(Source data)
◇ ◇ ◇ ◇ ◇

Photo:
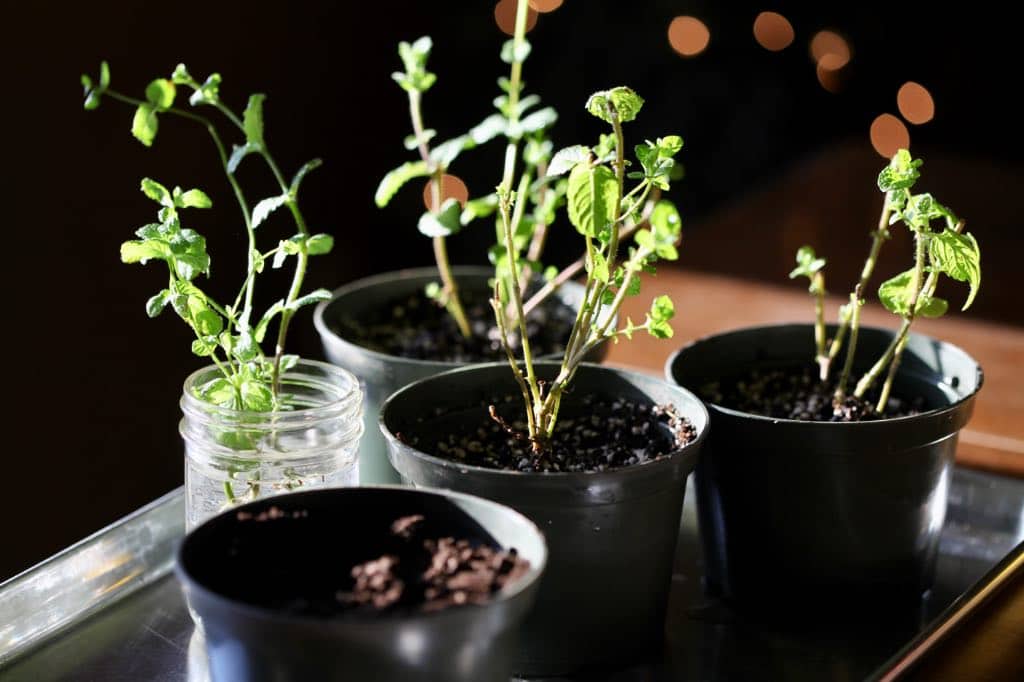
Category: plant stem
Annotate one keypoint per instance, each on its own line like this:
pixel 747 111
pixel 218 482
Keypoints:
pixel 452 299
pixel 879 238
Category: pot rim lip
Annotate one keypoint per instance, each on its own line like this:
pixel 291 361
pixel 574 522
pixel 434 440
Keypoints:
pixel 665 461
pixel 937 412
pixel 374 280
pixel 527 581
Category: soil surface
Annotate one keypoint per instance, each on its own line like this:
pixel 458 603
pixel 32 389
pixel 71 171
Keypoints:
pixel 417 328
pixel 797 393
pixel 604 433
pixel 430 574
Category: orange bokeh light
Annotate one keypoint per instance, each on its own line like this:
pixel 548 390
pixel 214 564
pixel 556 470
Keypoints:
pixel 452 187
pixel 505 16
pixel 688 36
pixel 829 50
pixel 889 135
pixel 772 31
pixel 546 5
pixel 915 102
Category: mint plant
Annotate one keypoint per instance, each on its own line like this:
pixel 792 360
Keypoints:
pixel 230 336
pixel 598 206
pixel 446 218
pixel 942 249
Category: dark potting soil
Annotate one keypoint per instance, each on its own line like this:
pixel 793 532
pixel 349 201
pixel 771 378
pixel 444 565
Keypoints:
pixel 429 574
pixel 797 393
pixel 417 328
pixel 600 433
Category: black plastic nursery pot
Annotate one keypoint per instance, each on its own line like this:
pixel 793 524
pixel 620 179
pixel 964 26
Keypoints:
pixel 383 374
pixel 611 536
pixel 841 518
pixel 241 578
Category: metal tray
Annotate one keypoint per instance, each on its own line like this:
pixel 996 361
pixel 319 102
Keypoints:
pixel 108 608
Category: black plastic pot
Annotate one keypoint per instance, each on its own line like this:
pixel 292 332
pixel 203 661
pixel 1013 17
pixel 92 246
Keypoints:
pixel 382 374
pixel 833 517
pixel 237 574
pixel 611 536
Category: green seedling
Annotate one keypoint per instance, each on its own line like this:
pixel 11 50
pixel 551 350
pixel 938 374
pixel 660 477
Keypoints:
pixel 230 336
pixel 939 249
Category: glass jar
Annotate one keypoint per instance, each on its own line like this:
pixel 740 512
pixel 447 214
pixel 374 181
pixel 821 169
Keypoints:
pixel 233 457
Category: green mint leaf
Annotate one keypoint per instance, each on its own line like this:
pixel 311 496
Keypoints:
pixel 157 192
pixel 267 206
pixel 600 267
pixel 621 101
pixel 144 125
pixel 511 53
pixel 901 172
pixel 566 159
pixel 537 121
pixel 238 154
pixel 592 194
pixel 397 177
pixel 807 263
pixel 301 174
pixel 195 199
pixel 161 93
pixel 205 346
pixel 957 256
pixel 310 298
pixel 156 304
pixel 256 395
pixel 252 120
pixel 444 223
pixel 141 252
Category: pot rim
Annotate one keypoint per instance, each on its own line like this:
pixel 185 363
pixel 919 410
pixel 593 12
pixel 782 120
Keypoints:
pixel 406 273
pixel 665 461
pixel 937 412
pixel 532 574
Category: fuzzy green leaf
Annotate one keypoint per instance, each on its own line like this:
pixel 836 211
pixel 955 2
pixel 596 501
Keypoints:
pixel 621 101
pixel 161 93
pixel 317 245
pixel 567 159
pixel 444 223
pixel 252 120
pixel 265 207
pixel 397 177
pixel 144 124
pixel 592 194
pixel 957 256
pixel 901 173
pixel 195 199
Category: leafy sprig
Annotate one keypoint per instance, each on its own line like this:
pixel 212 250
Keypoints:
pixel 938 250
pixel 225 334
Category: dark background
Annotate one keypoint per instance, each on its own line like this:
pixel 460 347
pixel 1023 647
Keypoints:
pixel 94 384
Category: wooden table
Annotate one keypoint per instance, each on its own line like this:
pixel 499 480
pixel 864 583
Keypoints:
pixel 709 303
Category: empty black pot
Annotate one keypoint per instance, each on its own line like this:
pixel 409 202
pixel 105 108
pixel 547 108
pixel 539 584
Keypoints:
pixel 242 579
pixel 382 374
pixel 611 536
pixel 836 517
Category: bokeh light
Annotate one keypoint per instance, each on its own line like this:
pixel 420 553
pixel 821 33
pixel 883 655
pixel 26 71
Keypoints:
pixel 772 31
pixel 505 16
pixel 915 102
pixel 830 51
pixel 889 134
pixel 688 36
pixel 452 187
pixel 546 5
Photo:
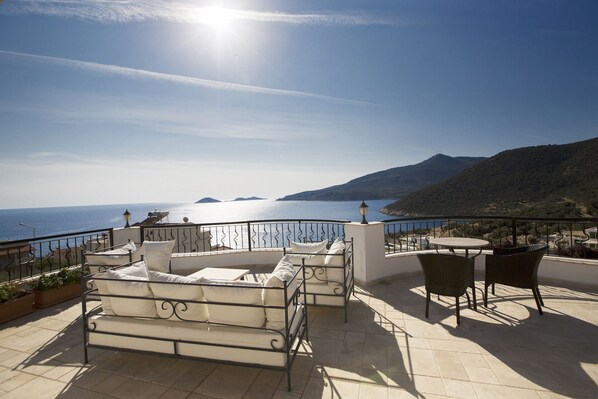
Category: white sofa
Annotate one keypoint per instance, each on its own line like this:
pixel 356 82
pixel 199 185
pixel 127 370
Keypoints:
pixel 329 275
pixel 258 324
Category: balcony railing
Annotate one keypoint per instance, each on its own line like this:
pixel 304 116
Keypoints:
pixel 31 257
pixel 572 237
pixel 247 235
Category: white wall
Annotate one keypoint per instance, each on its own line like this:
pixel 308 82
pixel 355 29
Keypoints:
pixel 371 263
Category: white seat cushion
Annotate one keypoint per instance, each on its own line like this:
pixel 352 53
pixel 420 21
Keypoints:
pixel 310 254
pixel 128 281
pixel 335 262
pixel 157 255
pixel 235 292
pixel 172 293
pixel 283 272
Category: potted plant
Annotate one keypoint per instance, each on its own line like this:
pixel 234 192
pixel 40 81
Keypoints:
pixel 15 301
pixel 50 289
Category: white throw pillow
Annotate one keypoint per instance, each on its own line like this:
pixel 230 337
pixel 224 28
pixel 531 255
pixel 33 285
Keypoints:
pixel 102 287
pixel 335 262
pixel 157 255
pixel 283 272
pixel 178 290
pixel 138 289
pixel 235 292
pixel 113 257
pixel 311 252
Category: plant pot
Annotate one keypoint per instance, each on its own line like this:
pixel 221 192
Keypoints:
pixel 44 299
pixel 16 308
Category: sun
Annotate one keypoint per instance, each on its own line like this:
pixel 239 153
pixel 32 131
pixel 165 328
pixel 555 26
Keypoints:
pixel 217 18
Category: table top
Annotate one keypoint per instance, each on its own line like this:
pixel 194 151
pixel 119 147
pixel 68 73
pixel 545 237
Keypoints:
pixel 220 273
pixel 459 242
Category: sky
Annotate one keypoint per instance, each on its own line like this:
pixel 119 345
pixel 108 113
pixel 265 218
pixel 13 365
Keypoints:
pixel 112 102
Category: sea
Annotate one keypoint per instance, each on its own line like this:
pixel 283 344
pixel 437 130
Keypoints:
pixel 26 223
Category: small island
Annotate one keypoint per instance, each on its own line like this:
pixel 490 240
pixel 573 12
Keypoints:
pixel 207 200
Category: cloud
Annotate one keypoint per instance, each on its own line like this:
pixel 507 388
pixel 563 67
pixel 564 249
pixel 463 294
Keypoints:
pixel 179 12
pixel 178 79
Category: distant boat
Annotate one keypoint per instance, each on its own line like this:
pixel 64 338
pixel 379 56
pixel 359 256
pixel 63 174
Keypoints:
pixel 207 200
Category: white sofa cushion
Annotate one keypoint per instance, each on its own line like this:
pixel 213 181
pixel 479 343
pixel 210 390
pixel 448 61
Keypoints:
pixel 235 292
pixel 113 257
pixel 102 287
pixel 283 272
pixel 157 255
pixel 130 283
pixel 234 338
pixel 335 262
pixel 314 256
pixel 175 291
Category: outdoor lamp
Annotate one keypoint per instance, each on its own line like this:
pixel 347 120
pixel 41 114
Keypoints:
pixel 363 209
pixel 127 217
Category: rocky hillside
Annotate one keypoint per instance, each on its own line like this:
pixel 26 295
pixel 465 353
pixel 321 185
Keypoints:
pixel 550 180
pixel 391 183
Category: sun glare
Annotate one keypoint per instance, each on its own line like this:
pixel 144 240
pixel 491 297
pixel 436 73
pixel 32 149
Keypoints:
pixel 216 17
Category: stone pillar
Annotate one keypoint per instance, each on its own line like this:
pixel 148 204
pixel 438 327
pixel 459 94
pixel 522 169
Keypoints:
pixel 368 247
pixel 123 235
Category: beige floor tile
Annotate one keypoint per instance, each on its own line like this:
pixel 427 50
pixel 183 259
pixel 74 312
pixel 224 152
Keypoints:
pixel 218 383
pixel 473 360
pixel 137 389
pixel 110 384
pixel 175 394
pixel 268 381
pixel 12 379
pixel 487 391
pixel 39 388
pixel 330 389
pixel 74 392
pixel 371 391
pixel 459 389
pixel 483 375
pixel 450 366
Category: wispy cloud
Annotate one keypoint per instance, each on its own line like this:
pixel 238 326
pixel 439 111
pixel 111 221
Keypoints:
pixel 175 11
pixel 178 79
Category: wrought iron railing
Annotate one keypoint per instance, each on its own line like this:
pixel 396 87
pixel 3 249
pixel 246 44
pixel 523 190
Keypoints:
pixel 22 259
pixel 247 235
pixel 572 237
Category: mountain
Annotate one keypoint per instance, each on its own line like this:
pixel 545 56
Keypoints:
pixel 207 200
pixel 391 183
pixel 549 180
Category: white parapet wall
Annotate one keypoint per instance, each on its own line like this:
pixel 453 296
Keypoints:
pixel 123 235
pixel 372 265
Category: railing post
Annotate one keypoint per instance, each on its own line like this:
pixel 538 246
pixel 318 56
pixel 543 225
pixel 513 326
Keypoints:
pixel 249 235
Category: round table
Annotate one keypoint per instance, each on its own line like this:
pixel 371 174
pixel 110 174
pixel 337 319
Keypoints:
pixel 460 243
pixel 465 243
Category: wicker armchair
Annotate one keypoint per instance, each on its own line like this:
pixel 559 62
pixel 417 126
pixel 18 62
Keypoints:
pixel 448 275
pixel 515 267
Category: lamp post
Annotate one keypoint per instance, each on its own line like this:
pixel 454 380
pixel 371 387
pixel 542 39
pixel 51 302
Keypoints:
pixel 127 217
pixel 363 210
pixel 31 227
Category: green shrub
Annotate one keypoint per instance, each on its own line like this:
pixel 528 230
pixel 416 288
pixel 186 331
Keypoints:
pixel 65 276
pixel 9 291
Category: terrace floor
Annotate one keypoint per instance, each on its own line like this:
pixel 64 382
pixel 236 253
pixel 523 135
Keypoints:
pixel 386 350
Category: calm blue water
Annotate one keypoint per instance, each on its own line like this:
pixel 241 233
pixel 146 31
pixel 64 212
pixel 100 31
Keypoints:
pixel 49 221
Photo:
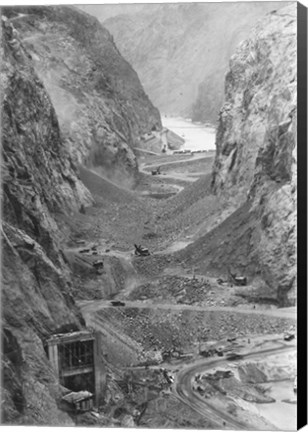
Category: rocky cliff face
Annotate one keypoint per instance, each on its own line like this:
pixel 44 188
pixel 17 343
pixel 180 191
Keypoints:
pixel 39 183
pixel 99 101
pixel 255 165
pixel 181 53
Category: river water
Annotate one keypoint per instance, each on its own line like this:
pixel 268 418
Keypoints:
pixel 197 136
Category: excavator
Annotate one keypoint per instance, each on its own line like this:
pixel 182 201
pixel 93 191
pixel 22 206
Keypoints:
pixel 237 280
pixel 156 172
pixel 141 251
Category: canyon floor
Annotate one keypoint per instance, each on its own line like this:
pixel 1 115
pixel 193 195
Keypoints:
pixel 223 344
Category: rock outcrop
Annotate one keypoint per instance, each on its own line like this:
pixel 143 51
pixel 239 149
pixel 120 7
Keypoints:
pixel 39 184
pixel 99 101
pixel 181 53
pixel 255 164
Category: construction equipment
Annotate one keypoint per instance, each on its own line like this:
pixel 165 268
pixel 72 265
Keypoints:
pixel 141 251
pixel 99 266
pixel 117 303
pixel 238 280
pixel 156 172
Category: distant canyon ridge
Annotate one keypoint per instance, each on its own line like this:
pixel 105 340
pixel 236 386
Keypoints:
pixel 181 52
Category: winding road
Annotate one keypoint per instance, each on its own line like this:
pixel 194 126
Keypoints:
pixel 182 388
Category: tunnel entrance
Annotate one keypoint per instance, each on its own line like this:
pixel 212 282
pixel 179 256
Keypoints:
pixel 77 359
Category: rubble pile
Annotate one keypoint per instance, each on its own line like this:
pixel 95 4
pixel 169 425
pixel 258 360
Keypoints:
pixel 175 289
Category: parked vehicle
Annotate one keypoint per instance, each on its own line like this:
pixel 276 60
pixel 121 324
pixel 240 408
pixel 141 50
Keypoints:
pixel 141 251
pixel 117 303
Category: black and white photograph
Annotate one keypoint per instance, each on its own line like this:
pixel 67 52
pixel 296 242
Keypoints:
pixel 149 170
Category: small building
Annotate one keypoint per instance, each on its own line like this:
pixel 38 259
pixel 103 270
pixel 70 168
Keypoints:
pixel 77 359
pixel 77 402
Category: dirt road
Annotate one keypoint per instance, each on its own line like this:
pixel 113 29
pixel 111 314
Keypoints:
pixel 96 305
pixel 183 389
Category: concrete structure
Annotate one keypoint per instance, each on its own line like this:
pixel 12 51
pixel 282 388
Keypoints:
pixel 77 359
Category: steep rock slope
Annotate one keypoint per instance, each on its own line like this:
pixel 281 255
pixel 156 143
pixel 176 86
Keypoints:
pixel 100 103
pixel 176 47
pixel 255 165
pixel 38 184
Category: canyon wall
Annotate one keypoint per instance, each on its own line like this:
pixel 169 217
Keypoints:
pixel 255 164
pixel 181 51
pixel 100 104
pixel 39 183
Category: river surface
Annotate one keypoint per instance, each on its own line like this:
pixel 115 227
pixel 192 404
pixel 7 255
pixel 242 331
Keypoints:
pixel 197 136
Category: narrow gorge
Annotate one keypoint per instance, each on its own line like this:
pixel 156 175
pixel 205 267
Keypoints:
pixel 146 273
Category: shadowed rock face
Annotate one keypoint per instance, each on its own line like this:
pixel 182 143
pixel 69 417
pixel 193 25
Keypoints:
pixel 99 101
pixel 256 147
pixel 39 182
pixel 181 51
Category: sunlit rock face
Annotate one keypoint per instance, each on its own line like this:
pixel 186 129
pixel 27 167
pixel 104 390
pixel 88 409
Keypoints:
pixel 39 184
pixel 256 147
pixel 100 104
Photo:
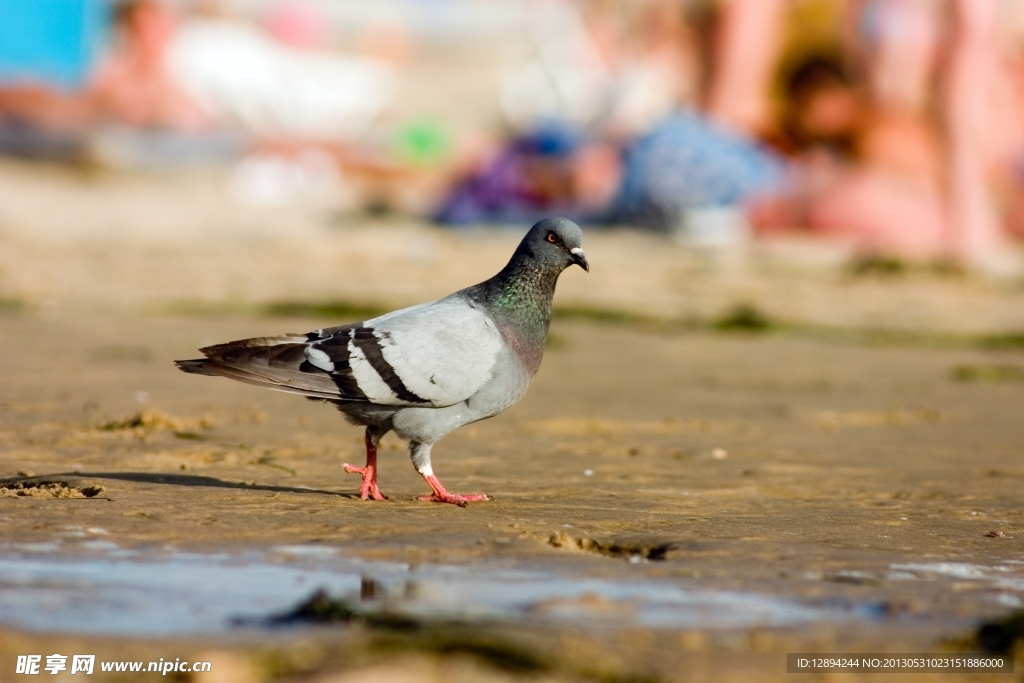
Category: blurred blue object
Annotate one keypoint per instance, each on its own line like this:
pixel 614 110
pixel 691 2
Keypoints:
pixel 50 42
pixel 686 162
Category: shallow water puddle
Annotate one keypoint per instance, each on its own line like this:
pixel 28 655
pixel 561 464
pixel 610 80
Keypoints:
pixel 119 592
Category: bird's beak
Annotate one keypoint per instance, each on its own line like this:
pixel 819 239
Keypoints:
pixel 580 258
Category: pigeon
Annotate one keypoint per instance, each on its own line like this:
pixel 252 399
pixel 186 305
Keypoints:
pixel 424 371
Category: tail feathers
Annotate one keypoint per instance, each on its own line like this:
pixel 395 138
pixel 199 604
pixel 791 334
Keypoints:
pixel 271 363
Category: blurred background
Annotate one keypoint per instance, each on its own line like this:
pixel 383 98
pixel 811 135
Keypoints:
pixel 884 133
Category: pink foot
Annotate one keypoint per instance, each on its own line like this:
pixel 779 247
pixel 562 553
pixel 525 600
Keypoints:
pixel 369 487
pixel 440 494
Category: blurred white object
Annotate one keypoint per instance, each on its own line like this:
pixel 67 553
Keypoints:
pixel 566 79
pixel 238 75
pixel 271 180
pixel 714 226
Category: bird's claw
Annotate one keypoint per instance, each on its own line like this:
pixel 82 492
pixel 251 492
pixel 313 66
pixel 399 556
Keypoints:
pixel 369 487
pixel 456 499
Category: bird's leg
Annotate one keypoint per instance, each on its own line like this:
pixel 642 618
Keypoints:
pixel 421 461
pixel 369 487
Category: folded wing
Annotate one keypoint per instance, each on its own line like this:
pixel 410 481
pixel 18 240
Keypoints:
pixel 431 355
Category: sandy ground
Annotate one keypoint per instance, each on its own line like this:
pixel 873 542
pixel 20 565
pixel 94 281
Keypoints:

◇ ◇ ◇ ◇ ◇

— What the exercise asks —
Reproduce verbatim every line of the entries from the start through the line containing "pixel 430 574", inclusive. Omit the pictures from your output.

— Reply —
Photo:
Category: plant stem
Annotate one keypoint per instance, each on its own line like this:
pixel 747 111
pixel 218 482
Keypoints:
pixel 452 299
pixel 879 238
Category: pot rim lip
Annotate one keypoint per instance, each on its own line like this:
pixel 291 361
pixel 574 522
pixel 434 440
Keypoints:
pixel 665 461
pixel 937 412
pixel 374 280
pixel 527 581
Category: soil surface
Annotate one keypoint per instance, each on its own line like this:
pixel 458 603
pixel 32 389
pixel 71 171
Keypoints:
pixel 417 328
pixel 797 393
pixel 604 433
pixel 430 574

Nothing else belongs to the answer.